A contar com onde trabalhei, experimentei 3 restaurantes chineses, todos com o mesmo conceito de chinabox. Todos com o fantástico sabor a cartão. Exceptuando umas bolinhas de frango frito que eram deliciosas, posso afirmar com o meu selo oficial que não há restaurantes chineses de jeito em Aalborg e que o nosso pior restaurante seria um sucesso na cidade. Nem noodles sabem fazer. Fico mais satisfeito com os pacotes da Koka. Para ajudar à minha opinião, os noodles eram feitos num alguidar no chão ao pé dos meus ténis que na semana anterior estiveram na terra de uma quinta. É certo que estavam num alguidar, mas é um respeito interessante pelo cliente.

────────────────

Exercício proposto: As afirmações abaixo estão de acordo com o texto sobre os restaurantes chineses em Aalborg? Responda sim ou não a cada uma e cite as palavras do texto que o decidem. 1. Quem escreve experimentou três restaurantes chineses. 2. As bolinhas de frango frito foram consideradas deliciosas. 3. Os noodles eram preparados num alguidar em cima de uma mesa.

────────────────

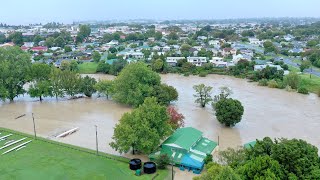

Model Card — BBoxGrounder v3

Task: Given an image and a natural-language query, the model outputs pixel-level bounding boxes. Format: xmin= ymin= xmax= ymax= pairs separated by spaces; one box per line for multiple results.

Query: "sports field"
xmin=0 ymin=128 xmax=168 ymax=180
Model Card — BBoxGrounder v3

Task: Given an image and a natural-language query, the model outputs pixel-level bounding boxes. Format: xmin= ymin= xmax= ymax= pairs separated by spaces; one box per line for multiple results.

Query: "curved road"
xmin=276 ymin=58 xmax=320 ymax=77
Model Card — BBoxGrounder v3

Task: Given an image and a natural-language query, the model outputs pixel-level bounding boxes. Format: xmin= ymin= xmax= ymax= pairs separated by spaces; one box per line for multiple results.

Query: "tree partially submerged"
xmin=110 ymin=97 xmax=172 ymax=154
xmin=193 ymin=84 xmax=213 ymax=107
xmin=214 ymin=98 xmax=244 ymax=127
xmin=0 ymin=47 xmax=31 ymax=101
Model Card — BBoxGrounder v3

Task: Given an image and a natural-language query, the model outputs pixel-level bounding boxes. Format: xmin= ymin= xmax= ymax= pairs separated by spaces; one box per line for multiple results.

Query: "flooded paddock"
xmin=0 ymin=74 xmax=320 ymax=154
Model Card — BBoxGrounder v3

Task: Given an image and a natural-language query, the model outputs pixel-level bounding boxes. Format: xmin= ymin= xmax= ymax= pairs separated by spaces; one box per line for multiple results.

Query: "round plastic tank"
xmin=129 ymin=159 xmax=141 ymax=170
xmin=143 ymin=162 xmax=157 ymax=174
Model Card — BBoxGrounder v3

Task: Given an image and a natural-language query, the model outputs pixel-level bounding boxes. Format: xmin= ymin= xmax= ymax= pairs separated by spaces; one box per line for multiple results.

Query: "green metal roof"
xmin=243 ymin=141 xmax=257 ymax=149
xmin=192 ymin=137 xmax=218 ymax=155
xmin=162 ymin=127 xmax=202 ymax=150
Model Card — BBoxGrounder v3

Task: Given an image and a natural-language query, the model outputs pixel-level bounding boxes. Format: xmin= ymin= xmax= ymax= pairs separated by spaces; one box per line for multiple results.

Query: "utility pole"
xmin=32 ymin=113 xmax=37 ymax=139
xmin=171 ymin=156 xmax=173 ymax=180
xmin=94 ymin=125 xmax=99 ymax=155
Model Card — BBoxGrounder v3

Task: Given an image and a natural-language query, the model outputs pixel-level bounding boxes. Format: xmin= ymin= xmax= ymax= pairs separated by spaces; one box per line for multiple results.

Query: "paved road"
xmin=277 ymin=58 xmax=320 ymax=77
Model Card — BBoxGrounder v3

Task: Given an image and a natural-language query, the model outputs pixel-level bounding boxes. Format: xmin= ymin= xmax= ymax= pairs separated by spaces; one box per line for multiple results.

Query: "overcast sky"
xmin=0 ymin=0 xmax=320 ymax=24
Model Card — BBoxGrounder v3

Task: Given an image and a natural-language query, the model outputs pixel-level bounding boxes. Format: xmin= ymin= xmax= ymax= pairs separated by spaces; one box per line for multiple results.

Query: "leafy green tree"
xmin=28 ymin=80 xmax=53 ymax=101
xmin=79 ymin=76 xmax=97 ymax=97
xmin=270 ymin=139 xmax=319 ymax=179
xmin=151 ymin=59 xmax=164 ymax=72
xmin=212 ymin=86 xmax=233 ymax=109
xmin=8 ymin=32 xmax=23 ymax=46
xmin=167 ymin=106 xmax=184 ymax=129
xmin=61 ymin=70 xmax=81 ymax=97
xmin=193 ymin=84 xmax=213 ymax=107
xmin=284 ymin=72 xmax=301 ymax=89
xmin=299 ymin=61 xmax=311 ymax=72
xmin=307 ymin=40 xmax=318 ymax=47
xmin=0 ymin=47 xmax=31 ymax=101
xmin=0 ymin=33 xmax=7 ymax=44
xmin=108 ymin=58 xmax=128 ymax=75
xmin=167 ymin=32 xmax=179 ymax=40
xmin=28 ymin=63 xmax=53 ymax=101
xmin=50 ymin=68 xmax=64 ymax=99
xmin=45 ymin=37 xmax=54 ymax=48
xmin=263 ymin=41 xmax=278 ymax=53
xmin=215 ymin=98 xmax=244 ymax=126
xmin=156 ymin=154 xmax=170 ymax=169
xmin=154 ymin=31 xmax=162 ymax=41
xmin=214 ymin=166 xmax=241 ymax=180
xmin=97 ymin=61 xmax=111 ymax=74
xmin=203 ymin=154 xmax=213 ymax=164
xmin=64 ymin=46 xmax=72 ymax=53
xmin=218 ymin=148 xmax=247 ymax=168
xmin=33 ymin=34 xmax=43 ymax=46
xmin=92 ymin=51 xmax=101 ymax=63
xmin=76 ymin=25 xmax=91 ymax=43
xmin=54 ymin=36 xmax=66 ymax=48
xmin=113 ymin=62 xmax=160 ymax=107
xmin=110 ymin=97 xmax=171 ymax=154
xmin=94 ymin=80 xmax=113 ymax=99
xmin=237 ymin=156 xmax=284 ymax=180
xmin=193 ymin=162 xmax=223 ymax=180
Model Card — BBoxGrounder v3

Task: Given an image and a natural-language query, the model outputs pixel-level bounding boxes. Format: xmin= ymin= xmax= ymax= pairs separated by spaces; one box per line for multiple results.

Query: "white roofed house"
xmin=187 ymin=57 xmax=207 ymax=66
xmin=166 ymin=57 xmax=185 ymax=66
xmin=152 ymin=46 xmax=161 ymax=51
xmin=131 ymin=52 xmax=144 ymax=59
xmin=222 ymin=48 xmax=237 ymax=57
xmin=162 ymin=46 xmax=171 ymax=52
xmin=209 ymin=57 xmax=228 ymax=67
xmin=232 ymin=54 xmax=252 ymax=64
xmin=249 ymin=38 xmax=263 ymax=45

────────────────

Resposta esperada:
1. Sim: "experimentei 3 restaurantes chineses"
2. Sim: "umas bolinhas de frango frito que eram deliciosas"
3. Não: "os noodles eram feitos num alguidar no chão"